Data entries
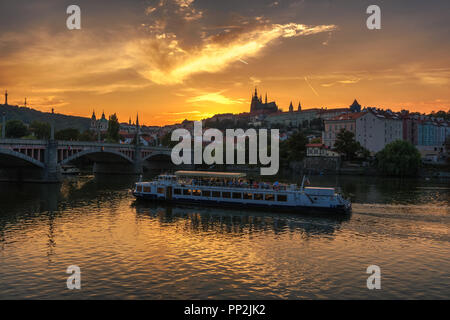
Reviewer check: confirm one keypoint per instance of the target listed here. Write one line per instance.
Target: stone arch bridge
(42, 159)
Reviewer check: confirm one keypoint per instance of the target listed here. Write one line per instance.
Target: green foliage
(167, 142)
(112, 134)
(41, 130)
(317, 124)
(70, 134)
(345, 143)
(294, 148)
(399, 158)
(28, 115)
(16, 129)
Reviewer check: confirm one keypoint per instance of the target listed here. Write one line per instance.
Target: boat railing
(259, 186)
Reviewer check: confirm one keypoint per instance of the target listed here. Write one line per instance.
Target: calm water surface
(128, 249)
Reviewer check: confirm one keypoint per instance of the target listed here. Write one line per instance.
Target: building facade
(100, 124)
(332, 127)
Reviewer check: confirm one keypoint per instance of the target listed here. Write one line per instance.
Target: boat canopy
(207, 174)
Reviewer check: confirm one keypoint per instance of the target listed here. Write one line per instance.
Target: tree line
(16, 129)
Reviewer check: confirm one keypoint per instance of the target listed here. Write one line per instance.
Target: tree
(69, 134)
(345, 143)
(112, 134)
(16, 129)
(166, 140)
(399, 158)
(41, 129)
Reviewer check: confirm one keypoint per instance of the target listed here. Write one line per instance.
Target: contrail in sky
(311, 87)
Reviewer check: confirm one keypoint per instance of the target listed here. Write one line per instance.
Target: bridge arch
(157, 154)
(94, 151)
(24, 157)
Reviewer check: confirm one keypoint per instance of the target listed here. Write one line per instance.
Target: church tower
(93, 121)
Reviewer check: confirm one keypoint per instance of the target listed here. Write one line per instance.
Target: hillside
(28, 115)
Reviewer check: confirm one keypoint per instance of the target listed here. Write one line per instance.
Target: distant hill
(28, 115)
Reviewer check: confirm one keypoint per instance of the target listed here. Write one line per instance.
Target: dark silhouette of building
(355, 107)
(258, 106)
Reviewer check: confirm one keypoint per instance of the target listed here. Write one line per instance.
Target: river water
(136, 250)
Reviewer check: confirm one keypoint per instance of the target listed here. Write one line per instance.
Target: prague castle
(257, 106)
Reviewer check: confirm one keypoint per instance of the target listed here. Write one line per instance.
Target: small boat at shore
(232, 189)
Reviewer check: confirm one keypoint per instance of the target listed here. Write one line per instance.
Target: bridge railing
(62, 143)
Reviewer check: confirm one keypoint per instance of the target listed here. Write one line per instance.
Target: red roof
(349, 116)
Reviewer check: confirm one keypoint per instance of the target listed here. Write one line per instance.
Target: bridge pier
(52, 170)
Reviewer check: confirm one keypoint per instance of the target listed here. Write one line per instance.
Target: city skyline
(185, 59)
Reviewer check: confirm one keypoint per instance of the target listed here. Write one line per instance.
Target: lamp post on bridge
(3, 125)
(52, 171)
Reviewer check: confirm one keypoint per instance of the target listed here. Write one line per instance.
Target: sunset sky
(176, 59)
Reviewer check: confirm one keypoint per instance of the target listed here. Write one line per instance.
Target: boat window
(216, 194)
(258, 196)
(206, 193)
(237, 195)
(248, 195)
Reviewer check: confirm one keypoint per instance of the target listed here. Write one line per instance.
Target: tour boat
(70, 170)
(232, 189)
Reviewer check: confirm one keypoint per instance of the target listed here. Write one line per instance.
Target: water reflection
(135, 249)
(232, 221)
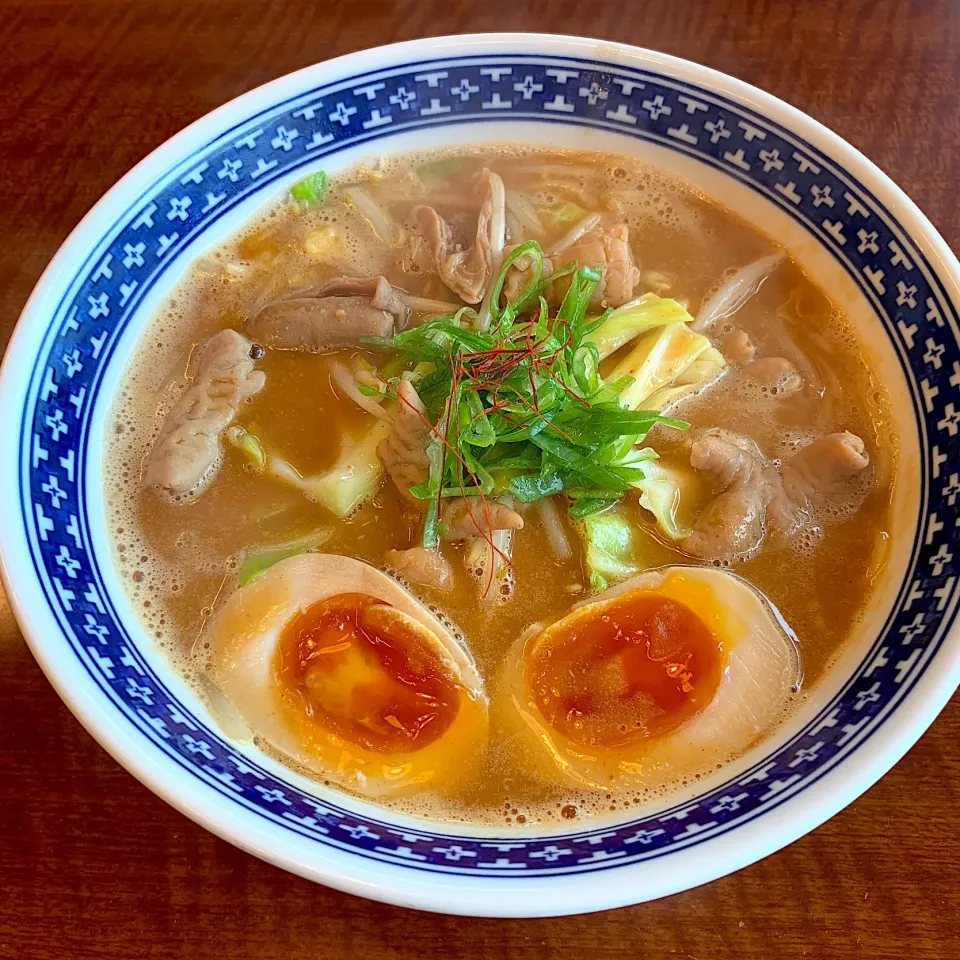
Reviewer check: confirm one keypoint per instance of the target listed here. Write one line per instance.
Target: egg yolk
(364, 673)
(637, 666)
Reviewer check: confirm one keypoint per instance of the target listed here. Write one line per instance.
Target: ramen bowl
(842, 220)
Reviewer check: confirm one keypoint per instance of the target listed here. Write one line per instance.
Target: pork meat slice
(731, 525)
(383, 295)
(403, 452)
(760, 501)
(188, 447)
(811, 474)
(610, 251)
(466, 272)
(429, 568)
(464, 517)
(332, 316)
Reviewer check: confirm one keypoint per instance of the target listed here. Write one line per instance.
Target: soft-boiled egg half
(666, 675)
(337, 666)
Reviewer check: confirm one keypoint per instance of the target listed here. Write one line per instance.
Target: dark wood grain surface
(94, 866)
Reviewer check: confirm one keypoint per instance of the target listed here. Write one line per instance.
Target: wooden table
(92, 865)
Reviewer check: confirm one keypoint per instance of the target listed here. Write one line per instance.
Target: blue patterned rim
(106, 290)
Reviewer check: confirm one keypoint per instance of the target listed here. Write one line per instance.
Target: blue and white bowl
(843, 220)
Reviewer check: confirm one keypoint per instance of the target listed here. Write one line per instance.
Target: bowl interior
(82, 325)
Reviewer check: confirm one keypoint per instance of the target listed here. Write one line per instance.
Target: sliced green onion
(310, 191)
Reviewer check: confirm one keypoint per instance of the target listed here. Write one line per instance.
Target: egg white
(244, 638)
(760, 672)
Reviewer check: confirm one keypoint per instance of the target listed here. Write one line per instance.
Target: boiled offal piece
(757, 500)
(331, 317)
(465, 517)
(809, 474)
(731, 525)
(610, 251)
(428, 568)
(188, 447)
(466, 272)
(403, 452)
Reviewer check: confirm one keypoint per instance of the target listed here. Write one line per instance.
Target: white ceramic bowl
(843, 220)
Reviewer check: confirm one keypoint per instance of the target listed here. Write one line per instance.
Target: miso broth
(180, 556)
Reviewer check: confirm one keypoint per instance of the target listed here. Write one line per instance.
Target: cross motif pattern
(175, 214)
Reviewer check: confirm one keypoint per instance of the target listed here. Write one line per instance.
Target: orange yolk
(365, 675)
(637, 667)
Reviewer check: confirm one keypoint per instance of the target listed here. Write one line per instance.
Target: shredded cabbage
(659, 357)
(609, 541)
(633, 318)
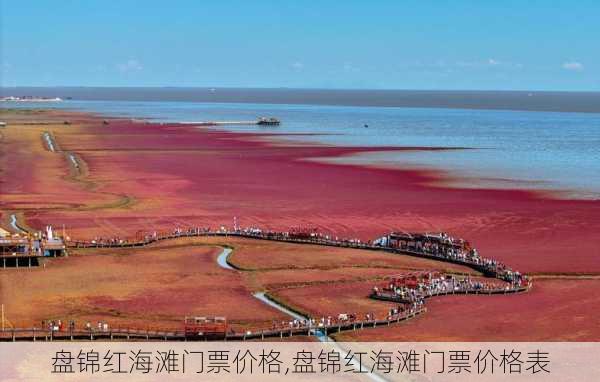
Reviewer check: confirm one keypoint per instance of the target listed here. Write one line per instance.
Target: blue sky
(530, 45)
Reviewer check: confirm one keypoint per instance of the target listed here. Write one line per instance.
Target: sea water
(552, 151)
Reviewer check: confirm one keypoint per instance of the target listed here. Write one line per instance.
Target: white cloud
(573, 65)
(132, 65)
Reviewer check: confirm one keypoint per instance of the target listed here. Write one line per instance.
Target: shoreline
(182, 176)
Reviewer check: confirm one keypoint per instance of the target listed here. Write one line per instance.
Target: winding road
(322, 337)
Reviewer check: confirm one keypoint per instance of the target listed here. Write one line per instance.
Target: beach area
(103, 177)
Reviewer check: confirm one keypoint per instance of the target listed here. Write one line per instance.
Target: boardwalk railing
(37, 334)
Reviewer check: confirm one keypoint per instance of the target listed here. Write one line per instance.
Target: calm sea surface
(557, 151)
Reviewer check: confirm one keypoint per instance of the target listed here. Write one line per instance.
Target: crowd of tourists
(417, 286)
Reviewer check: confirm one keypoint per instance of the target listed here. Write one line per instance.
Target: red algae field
(125, 177)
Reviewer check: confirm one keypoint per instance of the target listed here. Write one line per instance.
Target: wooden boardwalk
(128, 334)
(296, 329)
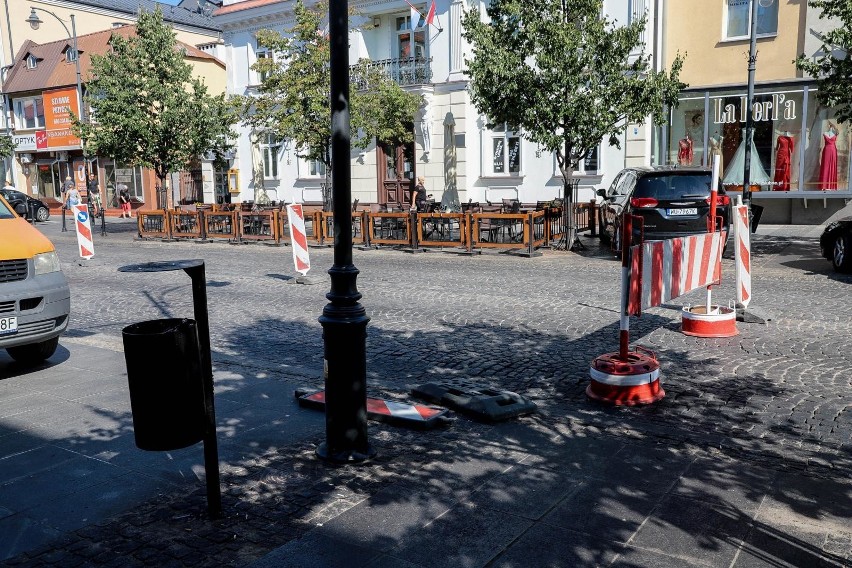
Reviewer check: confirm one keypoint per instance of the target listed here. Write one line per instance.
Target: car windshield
(5, 213)
(666, 187)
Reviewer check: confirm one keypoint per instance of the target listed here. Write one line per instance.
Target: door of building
(396, 173)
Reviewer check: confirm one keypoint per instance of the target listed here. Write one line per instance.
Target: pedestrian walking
(418, 196)
(93, 188)
(124, 200)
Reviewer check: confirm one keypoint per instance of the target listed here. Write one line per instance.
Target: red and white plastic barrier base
(719, 322)
(629, 382)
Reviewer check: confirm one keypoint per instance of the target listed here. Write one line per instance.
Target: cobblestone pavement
(776, 396)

# Directions for this task
Every record above should be transcribed exactly; the pictures stay out of the copy.

# The result
Reviewer check: confirm one keypoint per instance of the target listed here. Write one line per instance.
Target: stone arch bridge
(42, 159)
Reviewer check: confirm one keypoint per instance of the target listed here. Write one line per instance.
Target: green foliage
(167, 142)
(112, 134)
(41, 130)
(317, 124)
(70, 134)
(345, 143)
(294, 148)
(399, 158)
(28, 115)
(16, 129)
Reviewer check: confirm one keypoint per instance of the target listed here. Write one line per instance.
Target: boat railing
(259, 186)
Reviewer check: confirm one keypoint per instance of the target listed here. Write one line per instance.
Target: calm water surface
(128, 249)
Reviewer check: confirm one keypoint per instance of the target listed here. Write one line per instance.
Target: building facade
(100, 124)
(332, 127)
Reviewer check: confirm one keypoint per instance of the target listed here. Write one line per instance.
Target: boat canopy
(207, 174)
Reviewer check: confirm one keypoint per instance of the target listed here. Write one line per instance.
Target: tree line
(16, 129)
Reviewer check: confirm one keypoint per instance of the target listed here. Write one line per instance.
Target: tree
(69, 134)
(345, 143)
(112, 134)
(16, 129)
(166, 140)
(399, 158)
(41, 129)
Reviewer check: confirm one keypoint per instance of the target listed here. Write one line per instance.
Target: contrail in sky
(311, 87)
Reviewer check: confirm one keypoint per instance of the target listed here. Write one line per instance.
Target: bridge arch
(157, 154)
(94, 151)
(24, 157)
Reviewer check: confirm one keypoint per instance of the target listed here. Write one line per instance.
Target: church tower
(93, 121)
Reviewer check: confirm one keypoint per instance of the target listed here. Write one line per instance.
Target: hillside
(28, 115)
Reviewer check: confirm one keypoint per instance of the target listed here. Write one line per instance.
Target: distant hill
(28, 115)
Reviewer check: confirm one keypoint per instance of the target listed here. Write one line per instance.
Target: dark silhouette of building
(355, 107)
(258, 106)
Reviewer check: confirm one keypoint per instance of the target listed here. Write one line per instance.
Target: river water
(136, 250)
Reviewer check: confirm one keypoint per instance of the target listed here. Write one line per instance.
Target: prague castle
(257, 106)
Reviewer check: confirm one keypoint per instance of the target listed here. Write one line per instance.
Target: small boat at shore
(232, 189)
Reviewer check: confirm one keypoint per instance of the target listed here. Write one line per instance.
Target: bridge railing
(62, 143)
Reviewer check: confirm one keypoint per instance of the target listed here. Write one line per instance.
Target: red roof
(349, 116)
Reviewer check: confirm one keypoint per instance of the target listed here. Write one line per instance.
Target: bridge pier
(52, 170)
Reviewer check: confirm one keypoint per instance of the target listed here. Write one line per instance.
Target: city skyline
(185, 59)
Reviewer check: confirm one keypoint per instance of the target listed here. Write one line per instance.
Target: lamp post on bridge
(3, 125)
(52, 171)
Reviewer check: confirm one keypoint per instance of the target listed here. Write one line per instance.
Target: sunset sky
(176, 59)
Reviewer check: confirm one keypoint per instance of the target listed here. Write one line per instance.
Target: boat window
(216, 194)
(258, 196)
(206, 193)
(237, 195)
(248, 195)
Reviewer check: confirm one keypoint per instance of the target listed here. Write one line per instance.
Target: tour boat
(70, 170)
(232, 189)
Reviewer check: confirm one keypoint per instance of the target listed here. Write one line per instance.
Target: water reflection
(135, 249)
(232, 221)
Reviewer check: confirm one keypoint per instance of the target listed here. Write one line per instance.
Target: egg yolk
(364, 673)
(637, 666)
Reviewer check: confirm one keypoint per instance of the target listed here. Write one line per instance.
Target: ramen bowl
(842, 220)
Reviewer check: confirm one keypoint per instance of the target listed here. Write one line per instance.
Target: pork meat slice
(731, 525)
(383, 295)
(403, 452)
(760, 501)
(188, 447)
(811, 474)
(610, 251)
(466, 272)
(429, 568)
(464, 517)
(332, 316)
Reviewer check: confirm one keypoint per instance of the target listed here. Write one line per instance.
Target: soft-boiled egg half
(666, 675)
(337, 666)
Reviewer check: confirm one keypoint per instance of the target listed here. Write one line per instance.
Target: dark wood grain surface
(94, 866)
Reviewer check: confirm one keypoint per instance of the target listed here. Write one line per instance.
Target: wooden table
(92, 865)
Reviewer check: confirm one keypoint per instance of the target listed here. Write one line per instance.
Target: blue patterned rim
(106, 290)
Reviewer check: confirm one keypoint per instance of the target listed here. Write one line per instance.
Target: blue and white bowl
(843, 220)
Reviewer check: confirm one keypoint per instance of the target listed here. Write one line per instance.
Target: bowl interior
(82, 325)
Reviewer check: confirm one keypoint per instance of the target listed here. Write one line per instance.
Target: sliced green onion
(310, 191)
Reviewer check: confirm one keypoint per instance of the target listed here. Write one line per instance.
Target: egg white
(244, 638)
(760, 672)
Reviewer check: confirm one keypoint per instance of the target listed here. Write one line per instance.
Target: boiled offal piece
(757, 500)
(331, 317)
(465, 517)
(809, 474)
(731, 525)
(610, 251)
(428, 568)
(188, 447)
(466, 272)
(403, 452)
Reviewer check: confirm one keypoint per instance of the target listed here. Write one line per instance.
Target: white ceramic bowl
(843, 220)
Reviewer check: confirm one keypoint per instance of the target listed here. Write one line per instance.
Target: miso broth
(180, 556)
Reviewer check: confirm one keypoint per instance of the target listed here. Write one line per instance.
Target: cross motif pattern
(175, 214)
Reviewer check: confirm one keypoint per instance of the target listed here. Write one line per instance.
Target: orange yolk
(365, 675)
(637, 667)
Reviewer check: confirm one keypoint per instance of the target listed here. Write one line per instance.
Target: shredded cabbage
(659, 357)
(609, 541)
(633, 318)
Reviewer check: confirm one keypoint per instance of the target listed here. Write one line per instance.
Target: blue sky
(530, 45)
Reviewer check: confirm one keypoint per instance of the target listed here. Write one line per instance.
Target: sea water
(552, 151)
Reviewer check: confirm one keypoint per instance of the target listed here. Write one line per instance.
Target: white cloud
(573, 65)
(132, 65)
Reviewer check: confirm one keypoint per instance of the target listed here. Write one line per instance.
Target: shoreline
(182, 176)
Reviewer check: confirm one keypoint per instance of the target listed here. Write one line per instance.
Target: winding road
(322, 337)
Reviewer check: confirm one keypoint per instance of the target listed here. Write one line per instance.
Target: beach area
(103, 177)
Reviewer check: confirm one keypoint per instance of the target listed here. Write one line per instance.
Target: boardwalk railing
(37, 334)
Reviewer check: confirm one keypoint per instance of the target listed here. Write one line per instance.
Target: calm sea surface
(557, 151)
Reviewer check: confirm one keypoint per instance of the target listed here. Write one line per instance.
Target: crowd of tourists
(417, 286)
Reviewer check: confirm one keypoint per instance of the target listed here. Write one line per instance.
Target: red algae field
(125, 177)
Reviewer check: confirm one keypoint per instance of the target listed here. Write one line per instance.
Target: wooden boardwalk
(128, 334)
(296, 329)
Reviewer check: confirm one keypoint per instance of the target listed here. Write one line per instance.
Target: car windshield
(5, 213)
(666, 187)
Reviewer check: confirm one keypoint per instance of the target listed here. Write one line per instance.
Target: door of building
(396, 173)
Reviewer check: confirm one keypoint per instance of the target listed here. Write one line per instance.
Target: pedestrian walking
(418, 196)
(93, 188)
(124, 200)
Reviewer check: confirm one keypoint per instance of the target listed here. Write one line per instance.
Target: red and white plastic barrier base
(719, 322)
(629, 382)
Reviewer check: confirm one keypoint per instance of the target listed here. Write one line per instance.
Target: cobblestone pavement
(776, 396)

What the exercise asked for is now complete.